TASK LIST
**A)** Can you rewrite the antiperovskite magnetic structures text between "Figure 6B gives" and "of 0.7 μ_B/Mn.", inclusive, with "neutron diffraction" changed to "neutron scattering"?
**B)** Answer these questions from the antiperovskite magnetic structures text:
(i) At roughly what temperature does Mn₃SbN undergo the PM-FIM phase transition on cooling?
(ii) At 6 K, what FM moment does Mn3 carry in the M-1 phase of Mn₃Ga_0.95N_0.94?
(iii) What space group do the six types of Mn sites in Mn₃SbN have in the non-collinear FIM phase at 300 K?

PROVIDED TEXT
************

Figure 6B gives a non-collinear magnetic structure M-1 of Mn₃Ga_0.95N_0.94. The M-1 phase remains 79% in coexistence with Γ^5g magnetic configuration between 6 K and 50 K^[35]. It can be seen that the sub-lattice of the M-1 phase is $$ \sqrt{2} a, \sqrt{2} a \text {, } a $$, where a is the lattice parameter of the nuclear structure. For the M-1 phase, the results of neutron diffraction indicate that Mn atoms comprise three different locations, including Mn1 1a (0, 0, 0), Mn2 2b (0.5, 0.5, 0), and Mn3 4d (0.25, 0.25, 0.5). Mn1 and Mn2 display the AFM components along the z axis. Mn3 consists of two magnetic components; one is the “square” AFM component on the plane z = 0.5, and the other one is the FM component along a z axis direction. At 6 K, the AFM moment is 0.89 μ_B/Mn for Mn1 and Mn2, while Mn3 includes a FM moment of 2.18 μ_B/Mn and an AFM moment of 0.7 μ_B/Mn.

Figure 6. The non-coplanar FIM structures of (A) Mn₃Cu_0.89N_0.96^[39], (B) Mn₃Ga_0.95N_0.94^[35], (C) Mn₃SbN^[61], and (D) Mn_3.39Co_0.61N^[62].

Recently, the non-collinear FIM structures were determined in the (1-x)Mn₃GaN- xMn₃SbN (0.2 ≤ x ≤ 0.8) heterogeneous system^[61][Figure 6C]. Upon cooling, Mn₃SbN undergoes a PM-FIM phase transition at ~353 K and FIM-M2 phase transition at ~250 K. Neutron diffraction pattern at 300 K reveals the non-collinear FIM phase with a sub-lattice a, a, 2c where a and c are the lattice parameters of the tetragonal nuclear structure. The Mn atoms are located at six different types of sites with a P4 space group. Mn1 (0.5, 0.5, 0) and Mn2 (0.5, 0.5, 0.5) display the FM component 2.5 μ_B/Mn along the z axis. Moreover, the tiled magnetic moments were uncovered for Mn3 (0.5, 0, 0.25), Mn4 (0, 0.5, 0.25), Mn5 (0.5, 0, 0.75), and Mn6 (0, 0.5, 0.75), corresponding to (−2.47, 2.47, −2.16) μ_B/Mn, (2.47, −2.47, −2.16) μ_B/Mn, (2.47, −2.47, −2.16) μ_B/Mn, and (−2.47, 2.47, −2.16) μ_B/Mn, respectively. At 5 K, another non-coplanar magnetic structure M2 with $$ \sqrt{2} a, \sqrt{2} a \text {, } a $$ was revealed in Mn₃SbN. Herein, Mn atoms on the plane z = 0.5 show a “square” AFM arrangement with the moment 2.3 μ_B/Mn, while the other Mn atoms display the AFM component along the z axis with the moment 2.5 μ_B/Mn. The minor differences between the presented magnetic structure and the previously reported one may arise from the tiny elemental components^[54]. Even more interesting in antiperovskites is that the propagation vector k = (0, 0, k_z) of Mn₃SnN varies with temperature from k_z = 0.25 at 50 K to k_z = 0.125 at 237 K^[54].

************

SOURCE EXCERPT
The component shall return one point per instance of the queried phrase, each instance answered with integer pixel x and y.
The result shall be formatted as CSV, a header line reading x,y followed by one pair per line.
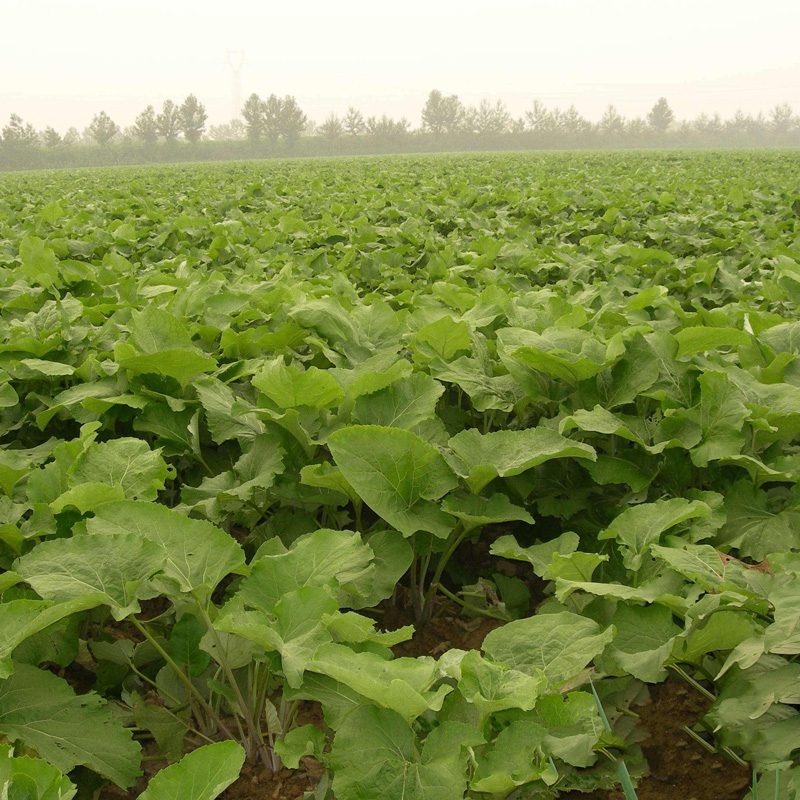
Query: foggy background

************

ANSWERS TO THE EXERCISES
**A)**
Figure 6B gives a non-collinear magnetic structure M-1 of Mn₃Ga_0.95N_0.94. The M-1 phase remains 79% in coexistence with Γ^5g magnetic configuration between 6 K and 50 K^[35]. It can be seen that the sub-lattice of the M-1 phase is $$ \sqrt{2} a, \sqrt{2} a \text {, } a $$, where a is the lattice parameter of the nuclear structure. For the M-1 phase, the results of neutron scattering indicate that Mn atoms comprise three different locations, including Mn1 1a (0, 0, 0), Mn2 2b (0.5, 0.5, 0), and Mn3 4d (0.25, 0.25, 0.5). Mn1 and Mn2 display the AFM components along the z axis. Mn3 consists of two magnetic components; one is the “square” AFM component on the plane z = 0.5, and the other one is the FM component along a z axis direction. At 6 K, the AFM moment is 0.89 μ_B/Mn for Mn1 and Mn2, while Mn3 includes a FM moment of 2.18 μ_B/Mn and an AFM moment of 0.7 μ_B/Mn.

**B)**
(i) About 353 K.
(ii) 2.18 μ_B/Mn.
(iii) P4.